Saved entries:
= = = =

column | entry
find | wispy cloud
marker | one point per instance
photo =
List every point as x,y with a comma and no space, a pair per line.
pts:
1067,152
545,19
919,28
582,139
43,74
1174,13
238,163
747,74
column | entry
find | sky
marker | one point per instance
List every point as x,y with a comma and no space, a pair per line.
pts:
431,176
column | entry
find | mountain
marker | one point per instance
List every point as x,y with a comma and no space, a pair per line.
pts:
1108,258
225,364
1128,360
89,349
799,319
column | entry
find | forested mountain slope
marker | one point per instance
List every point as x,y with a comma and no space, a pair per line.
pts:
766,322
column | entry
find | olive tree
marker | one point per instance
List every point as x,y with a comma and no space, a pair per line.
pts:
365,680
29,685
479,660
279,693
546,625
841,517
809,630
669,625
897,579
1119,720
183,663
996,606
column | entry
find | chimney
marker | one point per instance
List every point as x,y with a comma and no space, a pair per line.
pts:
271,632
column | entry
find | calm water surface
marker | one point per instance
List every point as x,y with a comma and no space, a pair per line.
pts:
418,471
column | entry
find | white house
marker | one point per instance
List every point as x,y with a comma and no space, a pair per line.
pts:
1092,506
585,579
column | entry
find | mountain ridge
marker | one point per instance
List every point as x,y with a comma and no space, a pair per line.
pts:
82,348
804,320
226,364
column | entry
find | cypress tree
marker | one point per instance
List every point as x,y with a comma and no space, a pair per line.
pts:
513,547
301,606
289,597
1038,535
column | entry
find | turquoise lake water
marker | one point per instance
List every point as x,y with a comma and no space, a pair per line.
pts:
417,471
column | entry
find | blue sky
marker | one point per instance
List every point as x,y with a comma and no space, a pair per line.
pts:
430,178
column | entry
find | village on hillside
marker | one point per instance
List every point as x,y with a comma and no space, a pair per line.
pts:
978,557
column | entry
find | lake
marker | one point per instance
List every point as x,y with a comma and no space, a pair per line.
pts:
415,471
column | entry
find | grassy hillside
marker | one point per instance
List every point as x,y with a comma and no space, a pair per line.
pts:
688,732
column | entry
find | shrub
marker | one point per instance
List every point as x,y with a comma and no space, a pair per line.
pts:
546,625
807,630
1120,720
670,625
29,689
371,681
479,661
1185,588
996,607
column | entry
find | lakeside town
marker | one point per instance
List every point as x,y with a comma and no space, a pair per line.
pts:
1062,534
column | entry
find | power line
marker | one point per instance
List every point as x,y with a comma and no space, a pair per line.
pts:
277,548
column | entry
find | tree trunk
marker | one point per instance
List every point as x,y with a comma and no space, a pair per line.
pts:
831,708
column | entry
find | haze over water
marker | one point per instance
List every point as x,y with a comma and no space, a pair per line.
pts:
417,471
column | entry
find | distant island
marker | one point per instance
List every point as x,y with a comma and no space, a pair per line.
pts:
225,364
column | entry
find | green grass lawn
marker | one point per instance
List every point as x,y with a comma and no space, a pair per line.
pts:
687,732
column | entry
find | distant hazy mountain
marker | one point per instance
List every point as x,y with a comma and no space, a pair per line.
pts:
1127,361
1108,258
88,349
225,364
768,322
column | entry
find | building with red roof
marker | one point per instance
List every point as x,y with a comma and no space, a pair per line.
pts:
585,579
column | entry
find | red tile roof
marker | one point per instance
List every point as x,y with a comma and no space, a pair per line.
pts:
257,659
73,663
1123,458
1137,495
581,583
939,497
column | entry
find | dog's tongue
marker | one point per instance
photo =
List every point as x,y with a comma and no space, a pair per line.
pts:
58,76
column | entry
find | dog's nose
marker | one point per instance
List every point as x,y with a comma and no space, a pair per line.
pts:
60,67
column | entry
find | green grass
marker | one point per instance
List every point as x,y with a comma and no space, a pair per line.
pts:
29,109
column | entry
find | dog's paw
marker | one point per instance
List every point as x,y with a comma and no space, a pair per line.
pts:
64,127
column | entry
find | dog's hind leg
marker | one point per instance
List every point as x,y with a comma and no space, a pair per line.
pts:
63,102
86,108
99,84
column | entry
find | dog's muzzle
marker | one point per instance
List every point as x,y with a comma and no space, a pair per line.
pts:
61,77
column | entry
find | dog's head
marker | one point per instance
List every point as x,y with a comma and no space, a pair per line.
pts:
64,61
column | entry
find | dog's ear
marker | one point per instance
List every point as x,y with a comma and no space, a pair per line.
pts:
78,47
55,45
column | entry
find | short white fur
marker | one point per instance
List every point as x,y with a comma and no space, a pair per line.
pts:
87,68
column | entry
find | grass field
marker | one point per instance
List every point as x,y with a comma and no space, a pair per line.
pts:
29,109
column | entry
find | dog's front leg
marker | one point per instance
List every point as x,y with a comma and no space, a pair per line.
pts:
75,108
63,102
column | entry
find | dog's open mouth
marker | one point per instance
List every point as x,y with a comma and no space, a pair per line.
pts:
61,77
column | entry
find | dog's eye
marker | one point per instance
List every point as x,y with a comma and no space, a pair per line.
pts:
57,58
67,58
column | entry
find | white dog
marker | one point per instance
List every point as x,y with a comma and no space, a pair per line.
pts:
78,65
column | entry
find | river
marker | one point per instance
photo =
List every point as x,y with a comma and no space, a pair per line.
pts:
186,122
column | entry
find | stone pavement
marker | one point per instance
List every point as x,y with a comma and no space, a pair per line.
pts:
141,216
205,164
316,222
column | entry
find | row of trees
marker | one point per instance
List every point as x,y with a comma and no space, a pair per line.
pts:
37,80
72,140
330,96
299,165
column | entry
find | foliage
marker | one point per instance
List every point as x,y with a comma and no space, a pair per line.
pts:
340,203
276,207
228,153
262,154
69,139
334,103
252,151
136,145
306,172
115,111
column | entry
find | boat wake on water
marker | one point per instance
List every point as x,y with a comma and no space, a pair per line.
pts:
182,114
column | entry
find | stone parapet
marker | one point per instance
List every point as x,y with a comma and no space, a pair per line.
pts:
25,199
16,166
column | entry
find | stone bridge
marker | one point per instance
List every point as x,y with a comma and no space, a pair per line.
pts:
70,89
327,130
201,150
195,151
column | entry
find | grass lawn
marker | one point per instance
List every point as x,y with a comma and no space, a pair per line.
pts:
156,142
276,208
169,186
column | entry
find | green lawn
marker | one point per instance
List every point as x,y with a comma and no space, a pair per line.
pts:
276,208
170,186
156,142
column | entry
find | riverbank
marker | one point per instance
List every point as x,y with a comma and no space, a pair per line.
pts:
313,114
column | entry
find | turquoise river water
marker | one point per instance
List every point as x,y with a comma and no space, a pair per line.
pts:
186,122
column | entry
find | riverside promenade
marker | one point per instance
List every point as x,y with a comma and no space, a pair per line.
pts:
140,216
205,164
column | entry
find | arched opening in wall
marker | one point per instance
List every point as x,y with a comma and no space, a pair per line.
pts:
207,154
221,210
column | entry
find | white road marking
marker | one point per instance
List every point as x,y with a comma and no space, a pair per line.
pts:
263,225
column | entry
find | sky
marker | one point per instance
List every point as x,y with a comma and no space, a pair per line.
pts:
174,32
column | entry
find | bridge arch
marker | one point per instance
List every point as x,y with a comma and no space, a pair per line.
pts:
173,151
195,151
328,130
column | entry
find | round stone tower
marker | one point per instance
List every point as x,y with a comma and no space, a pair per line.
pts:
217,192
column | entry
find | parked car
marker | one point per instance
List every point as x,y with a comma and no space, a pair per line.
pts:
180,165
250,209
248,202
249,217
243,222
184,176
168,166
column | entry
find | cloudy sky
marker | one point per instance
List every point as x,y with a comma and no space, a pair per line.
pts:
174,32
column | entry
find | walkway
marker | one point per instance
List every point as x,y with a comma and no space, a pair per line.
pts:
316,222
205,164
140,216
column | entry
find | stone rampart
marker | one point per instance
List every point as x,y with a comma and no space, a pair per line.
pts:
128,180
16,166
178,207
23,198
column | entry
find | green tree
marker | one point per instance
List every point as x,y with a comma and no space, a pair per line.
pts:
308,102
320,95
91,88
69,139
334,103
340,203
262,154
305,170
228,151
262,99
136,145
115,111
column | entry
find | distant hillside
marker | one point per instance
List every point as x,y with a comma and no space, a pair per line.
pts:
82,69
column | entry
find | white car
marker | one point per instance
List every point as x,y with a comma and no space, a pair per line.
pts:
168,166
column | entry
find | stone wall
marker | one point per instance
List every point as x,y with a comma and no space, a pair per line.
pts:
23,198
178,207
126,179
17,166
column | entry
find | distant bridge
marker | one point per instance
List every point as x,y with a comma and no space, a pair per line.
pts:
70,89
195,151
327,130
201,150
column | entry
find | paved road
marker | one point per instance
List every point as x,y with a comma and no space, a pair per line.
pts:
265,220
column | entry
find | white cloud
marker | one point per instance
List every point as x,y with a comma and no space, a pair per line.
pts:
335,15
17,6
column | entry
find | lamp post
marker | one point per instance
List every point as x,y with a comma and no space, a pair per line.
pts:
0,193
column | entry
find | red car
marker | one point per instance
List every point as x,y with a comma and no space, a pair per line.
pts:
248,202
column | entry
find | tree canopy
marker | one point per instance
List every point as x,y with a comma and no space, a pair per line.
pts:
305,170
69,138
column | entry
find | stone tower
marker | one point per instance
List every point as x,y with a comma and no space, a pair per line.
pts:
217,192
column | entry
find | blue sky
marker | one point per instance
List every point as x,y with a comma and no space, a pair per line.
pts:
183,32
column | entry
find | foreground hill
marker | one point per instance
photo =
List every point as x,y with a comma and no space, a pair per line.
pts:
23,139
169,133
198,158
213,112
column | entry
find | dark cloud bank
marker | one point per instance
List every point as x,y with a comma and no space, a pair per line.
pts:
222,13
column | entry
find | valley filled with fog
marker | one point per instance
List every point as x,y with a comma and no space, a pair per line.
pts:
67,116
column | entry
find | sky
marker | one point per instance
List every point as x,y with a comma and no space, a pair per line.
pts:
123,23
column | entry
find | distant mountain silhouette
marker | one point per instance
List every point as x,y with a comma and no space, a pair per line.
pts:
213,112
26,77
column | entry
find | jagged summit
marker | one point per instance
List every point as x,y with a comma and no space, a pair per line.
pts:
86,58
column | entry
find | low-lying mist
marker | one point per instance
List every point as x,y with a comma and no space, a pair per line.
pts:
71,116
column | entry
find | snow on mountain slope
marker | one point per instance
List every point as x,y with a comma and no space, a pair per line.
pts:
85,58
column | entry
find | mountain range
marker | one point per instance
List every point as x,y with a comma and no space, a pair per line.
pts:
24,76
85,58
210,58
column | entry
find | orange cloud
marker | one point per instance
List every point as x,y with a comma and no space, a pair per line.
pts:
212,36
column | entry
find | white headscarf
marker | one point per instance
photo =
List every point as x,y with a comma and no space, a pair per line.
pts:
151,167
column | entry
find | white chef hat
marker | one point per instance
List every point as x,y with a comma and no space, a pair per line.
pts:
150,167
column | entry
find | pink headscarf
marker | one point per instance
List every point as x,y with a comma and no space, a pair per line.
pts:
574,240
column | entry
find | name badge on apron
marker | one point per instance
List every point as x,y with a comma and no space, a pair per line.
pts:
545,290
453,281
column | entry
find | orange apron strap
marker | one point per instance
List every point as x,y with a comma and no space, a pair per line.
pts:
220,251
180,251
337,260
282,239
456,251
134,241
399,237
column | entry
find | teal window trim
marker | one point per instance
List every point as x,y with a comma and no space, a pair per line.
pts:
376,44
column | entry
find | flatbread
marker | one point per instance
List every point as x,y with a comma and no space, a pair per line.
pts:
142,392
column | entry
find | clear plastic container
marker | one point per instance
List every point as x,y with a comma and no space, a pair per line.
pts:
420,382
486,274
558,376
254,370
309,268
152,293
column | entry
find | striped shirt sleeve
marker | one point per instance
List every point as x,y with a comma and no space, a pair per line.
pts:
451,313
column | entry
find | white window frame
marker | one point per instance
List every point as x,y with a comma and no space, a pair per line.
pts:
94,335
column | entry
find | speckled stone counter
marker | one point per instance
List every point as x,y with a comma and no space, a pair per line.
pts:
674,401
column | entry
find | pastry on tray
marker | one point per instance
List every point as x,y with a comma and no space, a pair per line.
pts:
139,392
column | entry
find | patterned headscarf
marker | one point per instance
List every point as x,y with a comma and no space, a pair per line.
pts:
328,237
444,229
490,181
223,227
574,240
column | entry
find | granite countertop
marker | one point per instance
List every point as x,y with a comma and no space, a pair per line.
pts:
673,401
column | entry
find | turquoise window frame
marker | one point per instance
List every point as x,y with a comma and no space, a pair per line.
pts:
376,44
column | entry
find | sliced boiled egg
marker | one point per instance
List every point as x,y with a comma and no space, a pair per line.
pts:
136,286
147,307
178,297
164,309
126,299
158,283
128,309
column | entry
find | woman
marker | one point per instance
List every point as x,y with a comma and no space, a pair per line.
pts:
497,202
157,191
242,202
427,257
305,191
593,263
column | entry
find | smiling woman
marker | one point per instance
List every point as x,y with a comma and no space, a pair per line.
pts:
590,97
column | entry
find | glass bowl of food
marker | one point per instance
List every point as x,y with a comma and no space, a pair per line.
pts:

= = = =

Among the records, find every line holding the word "wall" and copy it.

WRITTEN ANSWER:
find | arched opening in wall
find | stone wall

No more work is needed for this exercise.